Kısa Alıştırma 1 —
Aşağıdaki kaynak belgeye göre şu soruları yanıtlayın:
(a) Erdoğan yıllar önce bir okulda kara tahtaya hangi sözü yazmıştı?
(b) Hakan Fidan'ın Balkan ziyareti hangi ülkelerden oluşuyordu?
(c) İslam İşbirliği Teşkilatı ve Arap Birliği ilk olağanüstü ortak toplantısını hangi tarihte yaptı?
Kısa Alıştırma 2 — Aşağıdaki kaynak belgede "Cumhurbaşkanı Erdoğan'ın 'çözüm" sözlerinden "yüzde teşkil etmez." sözlerine kadar uzanan kısmı hiçbir değişiklik yapmadan yazdırın.

Kaynak Belge —
'Var olan yöntemlerin dışına çıkılması...'

Cumhurbaşkanı Erdoğan'ın 'çözüm odaklı' siyasetinin özeti, yıllar önce bir okulda kara tahtaya yazdığı sözle özetlenebilir: "Oku, düşün, uygula ve neticelendir."

İktidara geldiği yıllarda "Beni temel atma törenlerine davet etmeyin, açılışlara davet edin. Çünkü biz yıllarca üzerlerine ot bitmiş temeller gördük" dedi.

Bu tutumunu da sürdürdü.

Zaman zaman katıldığı temel atma törenleri de oldu.

Ancak her birinde, projenin bitiş zamanını erkene aldırdı ve açılış tarihini takip etti.

İstisnaları varsa, bütünün içinde yüzde teşkil etmez.

"Başladığı işi bitirmeden bırakmaz" güveni buradan gelir.

Bu hafta Dışişleri Bakanı Hakan Fidan'ın Arnavutluk, Bulgaristan ve Romanya'dan oluşan Balkan ziyaretinde verdiği mesajlara bakınca bu ilkesel tutumu gördüm.

Fidan, Arnavutluk'ta, İsrail'in evlerini, su, sağlık ve enerji altyapılarını yok ettiği Gazze'deki 2 milyon insana 'insani yardım' yapılmasını da engellediğine işaret etti ve şu ifadeyi kullandı:

"Uluslararası kamuoyunu 'daha farklı yöntemler kullanarak' rehin alınmış 2 milyon insanın açlıkla ve salgın hastalıkla yok edilmesini önleyici tedbirler almaya davet ediyorum."

Gazze'ye yardım götürmek için 'var olan metotların dışına çıkılması' çağrısını, Romanya'da da tekrar etti:

"Gazze'ye insani yardım ve tıbbi malzeme girişinin İsrail tarafından engellenmesi uluslararası toplum tarafından asla kabul edilmemeli. Dünya kamuoyunu 'güçlü bir biçimde hareket etmeye' çağırıyorum."

Bu çağrının, diğerlerinden farklı ne anlamı var

Bu çağrı, 11 Kasım 2023'te, Türkiye'nin girişimiyle ilk kez olağanüstü ortak toplantı yapan İslam İşbirliği Teşkilatı ve Arap Birliği zirvesinde, yine Türkiye'nin girişimiyle imzalanan ortak bildiriye dayanıyor.

Gösterilen Kayıtlar —
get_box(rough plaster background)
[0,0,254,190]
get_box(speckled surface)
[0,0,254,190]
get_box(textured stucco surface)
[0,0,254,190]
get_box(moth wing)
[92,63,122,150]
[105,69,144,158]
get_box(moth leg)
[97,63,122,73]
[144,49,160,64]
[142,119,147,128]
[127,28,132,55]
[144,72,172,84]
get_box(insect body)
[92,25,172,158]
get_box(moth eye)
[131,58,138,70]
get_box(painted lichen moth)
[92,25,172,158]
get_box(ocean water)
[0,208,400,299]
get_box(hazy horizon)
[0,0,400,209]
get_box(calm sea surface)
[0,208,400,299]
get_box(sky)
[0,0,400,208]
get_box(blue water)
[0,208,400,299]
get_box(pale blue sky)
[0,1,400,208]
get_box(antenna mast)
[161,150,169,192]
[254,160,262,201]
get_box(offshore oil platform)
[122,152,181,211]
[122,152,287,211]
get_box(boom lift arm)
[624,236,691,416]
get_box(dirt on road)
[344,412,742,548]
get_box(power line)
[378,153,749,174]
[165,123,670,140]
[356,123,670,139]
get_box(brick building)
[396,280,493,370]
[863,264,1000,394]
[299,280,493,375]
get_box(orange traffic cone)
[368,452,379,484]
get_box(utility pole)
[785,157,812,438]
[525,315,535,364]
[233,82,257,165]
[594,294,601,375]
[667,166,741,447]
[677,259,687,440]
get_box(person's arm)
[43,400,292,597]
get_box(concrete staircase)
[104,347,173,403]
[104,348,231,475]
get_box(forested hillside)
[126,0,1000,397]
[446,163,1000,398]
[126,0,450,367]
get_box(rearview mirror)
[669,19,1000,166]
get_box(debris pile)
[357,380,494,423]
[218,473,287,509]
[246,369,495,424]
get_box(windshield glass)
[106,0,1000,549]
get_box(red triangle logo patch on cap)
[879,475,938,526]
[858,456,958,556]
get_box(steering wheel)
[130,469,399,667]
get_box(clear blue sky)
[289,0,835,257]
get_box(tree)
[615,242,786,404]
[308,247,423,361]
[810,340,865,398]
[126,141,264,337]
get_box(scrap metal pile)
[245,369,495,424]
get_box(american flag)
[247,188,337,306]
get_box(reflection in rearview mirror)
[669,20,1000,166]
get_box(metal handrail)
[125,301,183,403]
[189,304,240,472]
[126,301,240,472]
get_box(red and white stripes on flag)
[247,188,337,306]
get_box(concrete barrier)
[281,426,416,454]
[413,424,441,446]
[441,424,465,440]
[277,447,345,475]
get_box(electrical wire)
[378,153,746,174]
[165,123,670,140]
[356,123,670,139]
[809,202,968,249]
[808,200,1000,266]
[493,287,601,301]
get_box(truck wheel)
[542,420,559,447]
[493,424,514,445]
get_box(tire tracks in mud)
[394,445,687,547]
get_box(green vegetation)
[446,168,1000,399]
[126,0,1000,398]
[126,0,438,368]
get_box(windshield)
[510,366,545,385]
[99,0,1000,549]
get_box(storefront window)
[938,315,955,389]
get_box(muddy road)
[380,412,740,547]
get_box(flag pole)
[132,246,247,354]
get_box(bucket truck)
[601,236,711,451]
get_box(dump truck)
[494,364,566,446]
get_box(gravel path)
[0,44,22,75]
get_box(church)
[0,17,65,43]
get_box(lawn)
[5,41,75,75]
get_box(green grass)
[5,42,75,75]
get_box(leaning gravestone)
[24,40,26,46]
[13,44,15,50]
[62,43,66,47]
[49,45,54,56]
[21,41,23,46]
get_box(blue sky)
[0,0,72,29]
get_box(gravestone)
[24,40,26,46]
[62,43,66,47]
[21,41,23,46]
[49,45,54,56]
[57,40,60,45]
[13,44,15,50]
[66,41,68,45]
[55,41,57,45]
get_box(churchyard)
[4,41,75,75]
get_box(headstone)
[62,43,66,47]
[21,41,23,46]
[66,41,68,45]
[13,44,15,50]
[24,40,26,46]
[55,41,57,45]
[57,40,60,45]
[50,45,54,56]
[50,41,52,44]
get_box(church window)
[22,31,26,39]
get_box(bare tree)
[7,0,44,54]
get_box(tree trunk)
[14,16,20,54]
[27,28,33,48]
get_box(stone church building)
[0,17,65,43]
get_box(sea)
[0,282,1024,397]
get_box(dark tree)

Tam Yanıt 1 —
(a) "Oku, düşün, uygula ve neticelendir."
(b) Arnavutluk, Bulgaristan ve Romanya.
(c) 11 Kasım 2023.

Tam Yanıt 2 —
Cumhurbaşkanı Erdoğan'ın 'çözüm odaklı' siyasetinin özeti, yıllar önce bir okulda kara tahtaya yazdığı sözle özetlenebilir: "Oku, düşün, uygula ve neticelendir."

İktidara geldiği yıllarda "Beni temel atma törenlerine davet etmeyin, açılışlara davet edin. Çünkü biz yıllarca üzerlerine ot bitmiş temeller gördük" dedi.

Bu tutumunu da sürdürdü.

Zaman zaman katıldığı temel atma törenleri de oldu.

Ancak her birinde, projenin bitiş zamanını erkene aldırdı ve açılış tarihini takip etti.

İstisnaları varsa, bütünün içinde yüzde teşkil etmez.